Within a document a geo location retrieved from the mapping definition can be overridden by another location. In this case the context mapped to a geo location supports all variants of defining a geo_point.

PUT services/service/1
{
    "name": "some hotel 1",
    "suggest_field": {
        "input": ["my hotel", "this hotel"],
        "context": {
            "location": {
                    "lat": 0,
                    "lon": 0
            }
        }
    }
}
Geo location Query
edit

Like in the configuration, querying with a geo location in context, the geo location query supports all representations of a geo_point to define the location. In this simple case all precision values defined in the mapping will be applied to the given location.

POST services/_suggest
{
    "suggest" : {
        "text" : "m",
        "completion" : {
            "field" : "suggest_field",
            "size": 10,
            "context": {
                "location": {
                    "lat": 0,
                    "lon": 0
                }
            }
        }
    }
}

But it also possible to set a subset of the precisions set in the mapping, by using the precision parameter. Like in the mapping, this parameter is allowed to be set to a single precision value or a list of these.

────────────────

(Task A) Reproduce the part of the geo location suggestion text that opens with the words containing "Within a document" and closes with "defining a geo_point.".
(Task B) Pick up the geo location suggestion text from its last sentence and carry it forward.
The items have no connection to the geo location suggestion text.

────────────────

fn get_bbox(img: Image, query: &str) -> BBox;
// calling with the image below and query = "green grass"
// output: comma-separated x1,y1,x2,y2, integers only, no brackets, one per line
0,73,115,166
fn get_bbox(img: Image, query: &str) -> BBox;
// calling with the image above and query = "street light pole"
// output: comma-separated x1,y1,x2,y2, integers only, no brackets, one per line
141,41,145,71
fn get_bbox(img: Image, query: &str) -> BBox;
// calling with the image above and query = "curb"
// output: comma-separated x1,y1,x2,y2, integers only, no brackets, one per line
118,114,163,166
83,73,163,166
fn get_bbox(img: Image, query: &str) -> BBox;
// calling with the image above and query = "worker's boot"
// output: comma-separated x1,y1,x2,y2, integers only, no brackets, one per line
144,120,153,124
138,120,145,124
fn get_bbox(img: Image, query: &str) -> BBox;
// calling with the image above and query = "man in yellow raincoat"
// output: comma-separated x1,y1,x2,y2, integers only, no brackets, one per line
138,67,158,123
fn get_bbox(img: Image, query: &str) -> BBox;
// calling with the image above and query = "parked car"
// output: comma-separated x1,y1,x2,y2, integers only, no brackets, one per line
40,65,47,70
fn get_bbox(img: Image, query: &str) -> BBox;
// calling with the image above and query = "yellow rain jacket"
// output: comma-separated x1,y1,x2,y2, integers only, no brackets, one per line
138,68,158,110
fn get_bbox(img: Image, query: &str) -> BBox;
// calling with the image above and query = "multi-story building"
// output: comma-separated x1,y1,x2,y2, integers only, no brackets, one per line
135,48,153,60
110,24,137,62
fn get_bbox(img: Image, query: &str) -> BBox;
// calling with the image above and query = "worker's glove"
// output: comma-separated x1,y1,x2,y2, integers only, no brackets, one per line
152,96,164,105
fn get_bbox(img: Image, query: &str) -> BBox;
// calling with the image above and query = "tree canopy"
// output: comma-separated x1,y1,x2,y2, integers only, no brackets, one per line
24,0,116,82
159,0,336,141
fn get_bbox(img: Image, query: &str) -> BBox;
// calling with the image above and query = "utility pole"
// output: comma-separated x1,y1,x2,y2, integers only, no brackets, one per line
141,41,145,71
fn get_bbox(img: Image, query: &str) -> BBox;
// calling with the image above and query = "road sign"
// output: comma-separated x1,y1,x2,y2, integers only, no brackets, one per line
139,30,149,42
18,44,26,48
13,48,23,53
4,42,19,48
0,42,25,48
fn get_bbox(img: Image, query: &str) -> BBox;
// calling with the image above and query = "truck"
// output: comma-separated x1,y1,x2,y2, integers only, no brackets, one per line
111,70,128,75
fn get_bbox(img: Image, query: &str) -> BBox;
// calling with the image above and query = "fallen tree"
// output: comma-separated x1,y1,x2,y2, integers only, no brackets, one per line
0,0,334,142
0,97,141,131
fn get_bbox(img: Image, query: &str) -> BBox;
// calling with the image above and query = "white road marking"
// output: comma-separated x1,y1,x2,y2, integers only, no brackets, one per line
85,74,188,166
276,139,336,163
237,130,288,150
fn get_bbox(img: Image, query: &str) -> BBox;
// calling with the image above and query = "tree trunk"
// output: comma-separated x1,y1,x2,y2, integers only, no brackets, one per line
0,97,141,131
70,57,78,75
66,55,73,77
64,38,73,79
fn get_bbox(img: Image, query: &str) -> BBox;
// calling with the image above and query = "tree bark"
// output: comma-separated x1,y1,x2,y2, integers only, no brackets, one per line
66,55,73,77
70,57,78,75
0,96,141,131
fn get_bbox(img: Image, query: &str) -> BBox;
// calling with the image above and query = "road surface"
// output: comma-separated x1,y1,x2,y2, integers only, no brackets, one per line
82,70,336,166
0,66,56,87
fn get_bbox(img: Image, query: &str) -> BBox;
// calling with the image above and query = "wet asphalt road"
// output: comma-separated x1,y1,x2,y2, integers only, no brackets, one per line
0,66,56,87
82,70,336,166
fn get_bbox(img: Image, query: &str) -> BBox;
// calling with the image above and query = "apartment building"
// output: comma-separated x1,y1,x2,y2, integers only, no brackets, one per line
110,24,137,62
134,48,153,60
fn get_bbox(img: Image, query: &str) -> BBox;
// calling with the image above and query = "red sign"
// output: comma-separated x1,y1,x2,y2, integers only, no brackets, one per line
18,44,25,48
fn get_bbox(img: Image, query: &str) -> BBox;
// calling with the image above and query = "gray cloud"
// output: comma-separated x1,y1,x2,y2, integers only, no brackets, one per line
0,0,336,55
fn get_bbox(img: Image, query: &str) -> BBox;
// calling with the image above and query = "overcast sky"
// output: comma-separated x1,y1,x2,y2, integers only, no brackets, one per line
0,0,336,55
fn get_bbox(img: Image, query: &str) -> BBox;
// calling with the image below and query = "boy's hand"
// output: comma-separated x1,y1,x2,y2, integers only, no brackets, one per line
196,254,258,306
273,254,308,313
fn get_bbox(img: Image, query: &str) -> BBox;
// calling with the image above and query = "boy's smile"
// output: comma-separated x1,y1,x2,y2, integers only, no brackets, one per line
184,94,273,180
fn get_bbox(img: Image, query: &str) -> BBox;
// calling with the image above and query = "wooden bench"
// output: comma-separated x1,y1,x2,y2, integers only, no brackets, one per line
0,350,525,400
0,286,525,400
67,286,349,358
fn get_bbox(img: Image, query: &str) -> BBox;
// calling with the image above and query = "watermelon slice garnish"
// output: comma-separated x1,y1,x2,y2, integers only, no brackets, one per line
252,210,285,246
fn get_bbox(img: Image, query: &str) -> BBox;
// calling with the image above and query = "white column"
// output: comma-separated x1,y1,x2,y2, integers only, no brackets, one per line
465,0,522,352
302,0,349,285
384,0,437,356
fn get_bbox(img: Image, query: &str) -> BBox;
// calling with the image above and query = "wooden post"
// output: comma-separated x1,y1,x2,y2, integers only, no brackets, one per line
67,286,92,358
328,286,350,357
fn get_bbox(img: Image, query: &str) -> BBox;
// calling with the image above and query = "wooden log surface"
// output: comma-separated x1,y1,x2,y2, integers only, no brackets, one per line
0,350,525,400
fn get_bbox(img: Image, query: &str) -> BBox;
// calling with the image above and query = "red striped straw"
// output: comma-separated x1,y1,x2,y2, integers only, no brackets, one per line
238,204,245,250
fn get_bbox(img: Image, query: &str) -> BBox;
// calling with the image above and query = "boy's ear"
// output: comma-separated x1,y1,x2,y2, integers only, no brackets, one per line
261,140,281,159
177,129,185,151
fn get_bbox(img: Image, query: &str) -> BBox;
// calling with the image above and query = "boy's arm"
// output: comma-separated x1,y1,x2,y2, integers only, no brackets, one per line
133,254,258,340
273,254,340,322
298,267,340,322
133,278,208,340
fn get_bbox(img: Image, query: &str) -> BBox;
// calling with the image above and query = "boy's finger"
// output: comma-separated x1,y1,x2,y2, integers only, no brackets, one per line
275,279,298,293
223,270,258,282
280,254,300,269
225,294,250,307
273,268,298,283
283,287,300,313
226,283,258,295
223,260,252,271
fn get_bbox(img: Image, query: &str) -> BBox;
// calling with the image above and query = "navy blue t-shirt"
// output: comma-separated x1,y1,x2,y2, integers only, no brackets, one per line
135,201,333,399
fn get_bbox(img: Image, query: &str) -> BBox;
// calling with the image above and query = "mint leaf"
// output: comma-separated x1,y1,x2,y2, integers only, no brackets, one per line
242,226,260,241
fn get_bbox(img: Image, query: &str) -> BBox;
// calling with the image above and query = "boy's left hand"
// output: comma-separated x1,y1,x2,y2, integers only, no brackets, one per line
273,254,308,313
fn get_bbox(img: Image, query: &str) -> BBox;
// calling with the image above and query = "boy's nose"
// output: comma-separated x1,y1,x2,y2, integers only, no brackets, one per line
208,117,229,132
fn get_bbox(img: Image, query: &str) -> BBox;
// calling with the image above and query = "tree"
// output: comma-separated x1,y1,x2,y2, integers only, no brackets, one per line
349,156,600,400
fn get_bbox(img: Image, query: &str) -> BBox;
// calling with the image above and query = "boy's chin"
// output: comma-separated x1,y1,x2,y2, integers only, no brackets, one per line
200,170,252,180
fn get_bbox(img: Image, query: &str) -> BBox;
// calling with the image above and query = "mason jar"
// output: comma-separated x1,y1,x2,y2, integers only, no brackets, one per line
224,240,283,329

────────────────

(Written answer A)
Within a document a geo location retrieved from the mapping definition can be overridden by another location. In this case the context mapped to a geo location supports all variants of defining a geo_point.

(Written answer B)
POST services/_suggest
{
    "suggest" : {
        "text" : "m",
        "completion" : {
            "field" : "suggest_field",
            "size": 10,
            "context": {
                "location": {
                    "value": {
                        "lat": 0,
                        "lon": 0
                    },
                    "precision": "1km"
                }
            }
        }
    }
}

A special form of the query is defined by an extension of the object representation of the geo_point. Using this representation allows to set the precision parameter within the location itself:

POST services/_suggest
{
    "suggest" : {
        "text" : "m",
        "completion" : {
            "field" : "suggest_field",
            "size": 10,
            "context": {
                "location": {
                        "lat": 0,
                        "lon": 0,
                        "precision": "1km"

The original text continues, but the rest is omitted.